- [Exercise prompt]
Of the records below, reproduce only the span that opens with the line containing "Every instance of the woman's hand" and closes with the last line.

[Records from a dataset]
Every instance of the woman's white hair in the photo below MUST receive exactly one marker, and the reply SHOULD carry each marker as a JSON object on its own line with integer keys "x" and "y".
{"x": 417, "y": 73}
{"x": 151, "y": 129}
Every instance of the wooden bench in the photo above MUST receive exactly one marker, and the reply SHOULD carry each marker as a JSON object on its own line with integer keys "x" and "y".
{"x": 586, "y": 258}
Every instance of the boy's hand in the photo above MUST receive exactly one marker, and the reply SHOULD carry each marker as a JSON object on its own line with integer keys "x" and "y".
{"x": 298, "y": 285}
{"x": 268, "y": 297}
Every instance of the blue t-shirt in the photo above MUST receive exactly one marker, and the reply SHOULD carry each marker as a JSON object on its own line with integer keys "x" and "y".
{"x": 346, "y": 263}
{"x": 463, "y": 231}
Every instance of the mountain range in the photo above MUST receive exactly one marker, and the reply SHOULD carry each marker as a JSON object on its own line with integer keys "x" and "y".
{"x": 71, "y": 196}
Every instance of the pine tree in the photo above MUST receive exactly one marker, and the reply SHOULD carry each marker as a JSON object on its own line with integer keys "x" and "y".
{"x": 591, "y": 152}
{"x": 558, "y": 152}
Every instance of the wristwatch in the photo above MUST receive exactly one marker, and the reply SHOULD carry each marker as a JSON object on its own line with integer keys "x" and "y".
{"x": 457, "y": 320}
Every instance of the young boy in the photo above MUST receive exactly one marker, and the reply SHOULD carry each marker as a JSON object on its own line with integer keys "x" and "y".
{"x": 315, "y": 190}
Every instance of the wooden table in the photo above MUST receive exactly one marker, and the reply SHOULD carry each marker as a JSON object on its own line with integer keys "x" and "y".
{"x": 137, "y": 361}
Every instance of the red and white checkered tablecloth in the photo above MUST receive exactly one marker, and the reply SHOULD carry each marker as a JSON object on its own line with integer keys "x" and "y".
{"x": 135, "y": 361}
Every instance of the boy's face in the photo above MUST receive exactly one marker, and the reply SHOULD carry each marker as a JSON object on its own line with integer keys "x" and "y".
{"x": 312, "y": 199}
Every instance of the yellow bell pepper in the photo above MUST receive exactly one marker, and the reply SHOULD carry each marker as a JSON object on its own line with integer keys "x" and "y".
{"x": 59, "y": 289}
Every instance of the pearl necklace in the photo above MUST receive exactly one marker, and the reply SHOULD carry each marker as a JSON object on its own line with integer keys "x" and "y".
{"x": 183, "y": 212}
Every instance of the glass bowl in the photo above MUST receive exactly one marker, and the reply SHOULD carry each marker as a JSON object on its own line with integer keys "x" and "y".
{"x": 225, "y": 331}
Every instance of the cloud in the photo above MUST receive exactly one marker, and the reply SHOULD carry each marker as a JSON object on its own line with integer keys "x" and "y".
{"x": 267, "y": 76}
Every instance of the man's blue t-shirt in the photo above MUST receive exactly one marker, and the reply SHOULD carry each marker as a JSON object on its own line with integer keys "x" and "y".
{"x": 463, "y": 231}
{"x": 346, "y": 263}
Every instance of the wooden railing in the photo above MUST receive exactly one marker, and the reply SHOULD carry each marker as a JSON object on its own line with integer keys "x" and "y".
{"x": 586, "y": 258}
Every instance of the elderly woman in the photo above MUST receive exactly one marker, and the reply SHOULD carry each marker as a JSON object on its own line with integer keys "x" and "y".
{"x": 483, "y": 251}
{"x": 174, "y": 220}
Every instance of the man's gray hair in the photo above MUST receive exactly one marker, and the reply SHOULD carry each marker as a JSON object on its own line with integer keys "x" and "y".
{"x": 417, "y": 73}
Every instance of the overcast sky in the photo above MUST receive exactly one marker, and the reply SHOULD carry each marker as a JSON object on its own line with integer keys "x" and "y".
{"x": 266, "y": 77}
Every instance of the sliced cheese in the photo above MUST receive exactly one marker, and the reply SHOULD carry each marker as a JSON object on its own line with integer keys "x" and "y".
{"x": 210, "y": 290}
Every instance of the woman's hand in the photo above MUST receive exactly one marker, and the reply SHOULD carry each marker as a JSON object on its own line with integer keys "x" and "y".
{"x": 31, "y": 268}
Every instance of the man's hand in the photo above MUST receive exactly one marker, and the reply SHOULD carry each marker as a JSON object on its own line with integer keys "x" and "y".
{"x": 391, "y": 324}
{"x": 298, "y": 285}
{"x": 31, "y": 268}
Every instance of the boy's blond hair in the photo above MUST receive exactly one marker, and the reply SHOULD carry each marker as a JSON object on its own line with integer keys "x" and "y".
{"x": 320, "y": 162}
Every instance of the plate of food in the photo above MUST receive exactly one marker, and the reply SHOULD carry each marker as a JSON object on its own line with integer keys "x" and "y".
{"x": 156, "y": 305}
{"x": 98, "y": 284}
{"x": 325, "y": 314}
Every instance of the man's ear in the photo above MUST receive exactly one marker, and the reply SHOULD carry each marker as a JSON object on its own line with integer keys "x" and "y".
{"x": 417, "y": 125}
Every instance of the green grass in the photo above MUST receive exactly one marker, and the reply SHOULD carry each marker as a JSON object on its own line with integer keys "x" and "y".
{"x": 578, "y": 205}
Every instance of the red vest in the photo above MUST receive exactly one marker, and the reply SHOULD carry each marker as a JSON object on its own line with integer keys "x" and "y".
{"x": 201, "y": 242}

- [Reply]
Every instance of the woman's hand in the photo above MUST receive exactly one marker, and the reply SHOULD carry each marker as a JSON object on its own line with integer keys "x" and "y".
{"x": 31, "y": 268}
Every instance of the man's hand in the photo above MUST receive exactly one marker, and the reply SHOULD carry each marker as a JSON object on its own line with integer keys "x" and "y".
{"x": 391, "y": 324}
{"x": 298, "y": 285}
{"x": 31, "y": 268}
Every instance of the boy's blond hair in the photo above MUST receive exactly one marker, and the reply SHOULD carry each marker as a JSON object on its own line with integer keys "x" and "y".
{"x": 320, "y": 162}
Every instance of the plate of food in the photo above MUST receive exactly one marker, and the reply SHOULD carry each marker as a JSON object on its own line with integer keys "x" and "y".
{"x": 156, "y": 305}
{"x": 98, "y": 284}
{"x": 325, "y": 314}
Every instance of the man's ear in the photo above MUST receive exactly one marker, and the reply SHOULD carry each marker as a JSON object on its own line with integer keys "x" and "y".
{"x": 417, "y": 125}
Every instance of the green grass in the photo above MUST receive exactly one marker, and the reply SHOULD carry each marker as a JSON object on its own line with integer keys "x" and "y".
{"x": 578, "y": 205}
Every instance of the red vest in the photo above MUST receive exactly one marker, and the reply SHOULD carry each marker as a JSON object on its own line with integer keys "x" and "y".
{"x": 201, "y": 242}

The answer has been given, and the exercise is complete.